## Task requirements
All records are to be printed exactly as they appear.

--- Information shown Enclosed Below ---

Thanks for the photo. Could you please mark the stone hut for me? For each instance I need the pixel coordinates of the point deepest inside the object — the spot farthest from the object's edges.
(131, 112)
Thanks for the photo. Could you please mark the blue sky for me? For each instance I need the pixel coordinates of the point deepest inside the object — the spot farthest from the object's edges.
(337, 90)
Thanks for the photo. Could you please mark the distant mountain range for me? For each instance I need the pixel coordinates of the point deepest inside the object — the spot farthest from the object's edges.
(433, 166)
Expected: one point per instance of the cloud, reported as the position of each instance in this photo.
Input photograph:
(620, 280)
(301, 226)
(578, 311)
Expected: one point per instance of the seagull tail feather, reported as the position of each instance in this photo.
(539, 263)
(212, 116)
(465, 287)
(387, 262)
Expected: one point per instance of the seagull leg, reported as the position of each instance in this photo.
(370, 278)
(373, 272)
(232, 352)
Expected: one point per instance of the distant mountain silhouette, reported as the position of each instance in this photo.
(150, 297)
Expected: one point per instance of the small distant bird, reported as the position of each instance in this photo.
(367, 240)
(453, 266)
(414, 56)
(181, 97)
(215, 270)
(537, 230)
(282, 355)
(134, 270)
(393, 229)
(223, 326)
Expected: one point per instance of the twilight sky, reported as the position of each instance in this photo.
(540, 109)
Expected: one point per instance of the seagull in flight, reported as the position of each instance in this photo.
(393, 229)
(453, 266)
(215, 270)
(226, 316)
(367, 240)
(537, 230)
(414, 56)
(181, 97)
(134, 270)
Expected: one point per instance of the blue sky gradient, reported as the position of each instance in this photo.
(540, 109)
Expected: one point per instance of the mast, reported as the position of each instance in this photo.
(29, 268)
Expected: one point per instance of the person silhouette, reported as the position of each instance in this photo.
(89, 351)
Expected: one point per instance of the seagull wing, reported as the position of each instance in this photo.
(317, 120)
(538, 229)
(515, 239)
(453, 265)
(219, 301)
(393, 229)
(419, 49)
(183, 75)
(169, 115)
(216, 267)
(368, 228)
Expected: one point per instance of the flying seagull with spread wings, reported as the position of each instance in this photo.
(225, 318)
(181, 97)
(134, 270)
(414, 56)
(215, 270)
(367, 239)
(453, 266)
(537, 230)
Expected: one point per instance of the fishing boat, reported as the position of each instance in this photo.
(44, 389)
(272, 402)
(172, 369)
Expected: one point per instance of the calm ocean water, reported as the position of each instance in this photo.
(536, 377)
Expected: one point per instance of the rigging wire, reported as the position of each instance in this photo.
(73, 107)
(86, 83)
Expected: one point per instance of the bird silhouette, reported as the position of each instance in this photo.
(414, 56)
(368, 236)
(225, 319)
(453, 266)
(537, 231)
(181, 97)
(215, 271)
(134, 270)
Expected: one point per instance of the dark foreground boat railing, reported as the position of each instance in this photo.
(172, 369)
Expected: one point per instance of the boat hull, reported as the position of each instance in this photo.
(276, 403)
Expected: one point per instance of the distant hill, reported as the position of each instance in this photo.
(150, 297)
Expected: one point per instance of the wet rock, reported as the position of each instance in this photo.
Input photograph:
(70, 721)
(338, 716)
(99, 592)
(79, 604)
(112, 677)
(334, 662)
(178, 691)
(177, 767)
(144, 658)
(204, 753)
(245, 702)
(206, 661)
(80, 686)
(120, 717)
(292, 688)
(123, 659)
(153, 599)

--- End of Enclosed Information shown ---

## Response
Thanks for the photo. Could you please mark the stone hut for me? For each instance I need the pixel coordinates of the point deepest inside the object — the spot farthest from the object's edges.
(131, 112)
Thanks for the photo. Could you please mark the blue sky for me? For each instance I need the pixel coordinates of the point deepest inside the object — the spot farthest from the object's edges.
(337, 90)
Thanks for the photo. Could you please mark the distant mountain range for me? For each instance I need the pixel coordinates of the point deepest inside the object — the spot farthest from the object's edges.
(433, 166)
Expected: one point per instance of the cloud, reported as the position of each instance in this photo.
Input photograph:
(620, 280)
(301, 226)
(578, 311)
Expected: one point per instance of the seagull tail feather, reported as the position of each instance in this photo.
(539, 263)
(212, 116)
(465, 287)
(387, 262)
Expected: one point per instance of the seagull leg, reported as the position of each instance in this photo.
(370, 278)
(373, 272)
(232, 352)
Expected: one point per instance of the distant mountain silhouette, reported as the position of each instance in this photo.
(150, 297)
Expected: one point per instance of the small distant bird, reported as the position of each instance in this photo.
(367, 240)
(453, 266)
(414, 56)
(181, 97)
(215, 270)
(537, 230)
(282, 355)
(134, 270)
(393, 229)
(223, 326)
Expected: one point per instance of the twilight sky, reported as the position of each instance in this photo.
(540, 109)
Expected: one point per instance of the seagull in flight, reported as the position of each instance in this photo.
(393, 229)
(453, 266)
(215, 270)
(226, 316)
(367, 240)
(537, 230)
(414, 56)
(181, 97)
(134, 270)
Expected: one point per instance of the blue sky gradient, reported as the position of each instance in this photo.
(540, 109)
Expected: one point per instance of the mast, reported as the position of each instance in this photo.
(29, 268)
Expected: one point per instance of the person silhouette, reported as the position of each instance in this photo.
(89, 351)
Expected: one point per instance of the seagull wing, reported as the position of each instance in this photo.
(317, 120)
(538, 229)
(515, 239)
(453, 265)
(219, 301)
(393, 229)
(419, 49)
(183, 75)
(169, 115)
(216, 267)
(368, 228)
Expected: one point per instance of the flying seagull with spread wings, reported as the position of each instance in this photo.
(225, 318)
(181, 97)
(134, 270)
(414, 56)
(215, 270)
(367, 239)
(453, 266)
(537, 230)
Expected: one point per instance of the fishing boat, reported as the position of each instance in this photo.
(44, 389)
(272, 402)
(172, 369)
Expected: one point per instance of the calm ocean water, reported as the position of each instance in this photo.
(536, 377)
Expected: one point per instance of the rigging wire, reported as the position of each instance in this photo.
(73, 107)
(86, 83)
Expected: one point per instance of the bird silhouette, reported as the position of each instance in this photo.
(414, 56)
(368, 236)
(225, 319)
(453, 266)
(537, 231)
(181, 97)
(215, 271)
(134, 270)
Expected: one point per instance of the dark foreground boat railing, reported as the position of each instance in this photo.
(172, 369)
Expected: one point per instance of the boat hull, reported as the position of each instance in this photo.
(276, 403)
Expected: one point per instance of the distant hill, reported as the position of each instance in this photo.
(150, 297)
Expected: one point per instance of the wet rock, reported as the position of each instance in this photo.
Input photograph:
(70, 721)
(338, 716)
(99, 592)
(79, 604)
(112, 677)
(334, 662)
(178, 691)
(177, 767)
(144, 658)
(204, 753)
(245, 702)
(206, 661)
(80, 686)
(120, 717)
(292, 688)
(123, 659)
(153, 599)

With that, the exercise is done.